Location identification entries
>>>>

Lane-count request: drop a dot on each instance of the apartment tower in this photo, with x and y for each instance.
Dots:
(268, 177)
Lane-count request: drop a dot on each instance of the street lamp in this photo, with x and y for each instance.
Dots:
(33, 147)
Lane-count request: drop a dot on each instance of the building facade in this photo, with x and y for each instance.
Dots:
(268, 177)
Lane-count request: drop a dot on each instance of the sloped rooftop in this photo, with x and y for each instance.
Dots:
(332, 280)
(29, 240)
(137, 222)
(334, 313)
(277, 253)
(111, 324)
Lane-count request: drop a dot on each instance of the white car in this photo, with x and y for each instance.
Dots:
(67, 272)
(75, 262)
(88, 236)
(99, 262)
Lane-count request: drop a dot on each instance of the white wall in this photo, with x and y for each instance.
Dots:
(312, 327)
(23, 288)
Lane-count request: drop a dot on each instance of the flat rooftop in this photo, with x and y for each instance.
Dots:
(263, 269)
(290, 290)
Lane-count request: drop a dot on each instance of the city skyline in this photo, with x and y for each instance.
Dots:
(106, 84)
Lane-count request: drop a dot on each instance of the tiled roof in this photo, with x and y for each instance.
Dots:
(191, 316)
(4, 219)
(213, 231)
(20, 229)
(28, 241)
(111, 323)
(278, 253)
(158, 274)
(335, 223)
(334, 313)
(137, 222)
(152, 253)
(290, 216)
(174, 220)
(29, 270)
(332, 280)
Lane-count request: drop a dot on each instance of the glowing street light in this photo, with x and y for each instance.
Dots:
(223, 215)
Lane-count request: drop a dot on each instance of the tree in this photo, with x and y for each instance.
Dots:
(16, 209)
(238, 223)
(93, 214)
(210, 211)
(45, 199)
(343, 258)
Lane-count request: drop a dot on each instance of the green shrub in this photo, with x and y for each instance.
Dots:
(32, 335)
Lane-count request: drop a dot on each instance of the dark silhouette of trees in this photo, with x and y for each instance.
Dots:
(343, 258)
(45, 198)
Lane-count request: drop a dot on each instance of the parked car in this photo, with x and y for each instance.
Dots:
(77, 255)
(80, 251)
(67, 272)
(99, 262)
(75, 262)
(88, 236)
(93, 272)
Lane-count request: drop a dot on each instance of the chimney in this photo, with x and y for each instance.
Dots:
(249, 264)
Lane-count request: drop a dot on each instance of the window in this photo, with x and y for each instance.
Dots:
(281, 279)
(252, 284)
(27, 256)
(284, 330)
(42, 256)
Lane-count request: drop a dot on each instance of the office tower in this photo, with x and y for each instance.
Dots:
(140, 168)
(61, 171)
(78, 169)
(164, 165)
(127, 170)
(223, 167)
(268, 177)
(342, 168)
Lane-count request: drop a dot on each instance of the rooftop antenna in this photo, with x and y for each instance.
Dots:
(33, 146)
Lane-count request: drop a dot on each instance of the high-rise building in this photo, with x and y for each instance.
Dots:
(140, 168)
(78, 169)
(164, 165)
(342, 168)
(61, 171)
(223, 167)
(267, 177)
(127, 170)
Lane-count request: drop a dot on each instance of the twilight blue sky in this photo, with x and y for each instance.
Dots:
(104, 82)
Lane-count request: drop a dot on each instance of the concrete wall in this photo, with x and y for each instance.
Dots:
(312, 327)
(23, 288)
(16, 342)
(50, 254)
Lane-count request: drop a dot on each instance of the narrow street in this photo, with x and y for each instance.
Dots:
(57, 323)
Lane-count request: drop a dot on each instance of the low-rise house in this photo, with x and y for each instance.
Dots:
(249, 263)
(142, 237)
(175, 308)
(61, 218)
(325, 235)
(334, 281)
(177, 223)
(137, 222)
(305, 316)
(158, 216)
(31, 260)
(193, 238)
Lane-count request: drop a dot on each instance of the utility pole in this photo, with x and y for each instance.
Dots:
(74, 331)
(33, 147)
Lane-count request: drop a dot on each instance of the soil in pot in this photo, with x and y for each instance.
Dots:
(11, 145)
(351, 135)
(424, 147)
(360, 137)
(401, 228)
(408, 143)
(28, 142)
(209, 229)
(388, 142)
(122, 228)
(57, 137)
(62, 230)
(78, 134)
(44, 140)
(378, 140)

<<<<

▶ _Challenge_: Give the entries again in full, exactly as they are written.

▶ _Expected output_:
Lane-count request: drop a dot on each instance of the apartment tower in this photo, with x and y for each instance.
Dots:
(268, 177)
Lane-count request: drop a dot on each instance of the street lamp in this photo, with x and y for each instance.
Dots:
(33, 147)
Lane-count request: drop a dot on each instance of the building facade in this photo, with x and y for each instance.
Dots:
(268, 177)
Lane-count request: drop a dot on each instance of the sloped rooftop in this photo, with x and y for each instance.
Dots:
(332, 280)
(29, 240)
(137, 222)
(334, 313)
(277, 253)
(111, 324)
Lane-count request: drop a dot on each instance of the white car in this photo, with x and y for each instance.
Dots:
(67, 272)
(75, 262)
(88, 236)
(99, 262)
Lane-count request: drop a dot on each instance of the white wall in this photo, with x and y for each instance.
Dots:
(312, 327)
(23, 288)
Lane-count request: drop a dot on each instance of the flat rooftop in this photo, with x and y for each instance.
Dots:
(263, 269)
(290, 290)
Lane-count request: drop a dot on each instance of the city skyline in this photo, with x and y for each instance.
Dots:
(106, 84)
Lane-count request: drop a dot on each instance of the tiled roof in this photo, with x and y for each instance.
Dots:
(191, 316)
(4, 219)
(213, 231)
(20, 229)
(28, 241)
(111, 323)
(278, 253)
(158, 274)
(335, 223)
(334, 313)
(137, 222)
(152, 253)
(290, 216)
(174, 220)
(29, 270)
(332, 280)
Lane-count request: drop a dot on each instance of the glowing street light in this photo, with x and y for each instance.
Dots:
(223, 215)
Lane-count request: drop a dot on each instance of the tree in this photo, with x and y for each instance.
Dots:
(16, 209)
(238, 223)
(93, 214)
(210, 211)
(45, 199)
(343, 258)
Lane-count request: drop a dot on each instance of the green shrub in this photo, with x and y for each instance.
Dots:
(32, 335)
Lane-count request: drop a dot on each instance of the dark silhouette of trees in this photo, with x and y for each instance.
Dots:
(343, 258)
(45, 198)
Lane-count request: drop a dot on each instance of the parked car in this photo, with x and y for each instance.
Dots:
(77, 255)
(80, 251)
(67, 272)
(99, 262)
(75, 262)
(88, 236)
(93, 272)
Lane-count request: drop a dot on each instance of the chimney in this photo, with x and y for each instance.
Dots:
(249, 264)
Lane-count request: drop a dot on each instance of the window in this photo, with x and y for each instance.
Dots:
(281, 279)
(252, 284)
(27, 256)
(284, 330)
(42, 256)
Lane-count request: drop a dot on each instance of the office tower in this photo, with x and y for each instance.
Dots:
(140, 168)
(61, 171)
(78, 169)
(164, 165)
(127, 170)
(223, 167)
(268, 177)
(342, 168)
Lane-count request: drop a dot on each instance of the rooftop antenna in this photo, with x and y for each instance.
Dots:
(33, 146)
Lane-count request: drop a dot on each instance of the high-rise building in this photo, with x and y for each instance.
Dots:
(140, 168)
(78, 169)
(164, 165)
(342, 168)
(61, 171)
(223, 167)
(267, 177)
(127, 170)
Lane-count request: drop a dot on each instance of the twilight blue sky in this photo, with x and y for each instance.
Dots:
(104, 82)
Lane-count request: drop a dot on each instance of the concrete wall in this photo, with x and y for each instance.
Dots:
(312, 327)
(23, 288)
(16, 342)
(50, 254)
Lane-count request: drop a dot on each instance of the narrow street in this photo, with x and y for each instance.
Dots:
(57, 323)
Lane-count request: drop a dot on each instance of the low-rise house in this photo, with x and y for each instance.
Dots:
(249, 263)
(142, 237)
(175, 308)
(61, 218)
(325, 235)
(334, 281)
(177, 223)
(137, 222)
(305, 316)
(158, 216)
(31, 260)
(193, 238)
Lane-count request: drop a dot on each instance of the utility pole in this photo, with x and y for each instance.
Dots:
(74, 331)
(33, 147)
Lane-count request: drop a dot on each instance of the soil in pot in this photo, with x and y for each instance.
Dots:
(11, 145)
(351, 135)
(424, 147)
(360, 137)
(401, 228)
(408, 143)
(28, 142)
(209, 229)
(388, 142)
(122, 228)
(57, 137)
(62, 230)
(78, 134)
(44, 140)
(378, 140)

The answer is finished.